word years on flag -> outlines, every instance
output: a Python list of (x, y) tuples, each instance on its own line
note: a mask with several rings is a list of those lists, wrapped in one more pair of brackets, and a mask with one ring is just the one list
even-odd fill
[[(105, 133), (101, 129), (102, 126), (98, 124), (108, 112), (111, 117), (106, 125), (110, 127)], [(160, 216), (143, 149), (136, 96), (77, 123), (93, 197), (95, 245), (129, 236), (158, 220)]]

------------------------------------

### INSTRUCTION
Copy the lines above word for word, keeping every character and line break unchanged.

### RESULT BELOW
word years on flag -> outlines, every instance
output: a Python list of (x, y) tuples, each instance on its own line
note: a mask with several rings is a list of those lists, wrapped in one more pair of brackets, and a mask with one ring is just the one list
even-odd fill
[[(105, 133), (101, 129), (102, 126), (98, 124), (108, 112), (111, 117), (106, 125), (110, 127)], [(160, 216), (143, 149), (136, 96), (77, 123), (93, 197), (95, 245), (129, 236), (158, 220)]]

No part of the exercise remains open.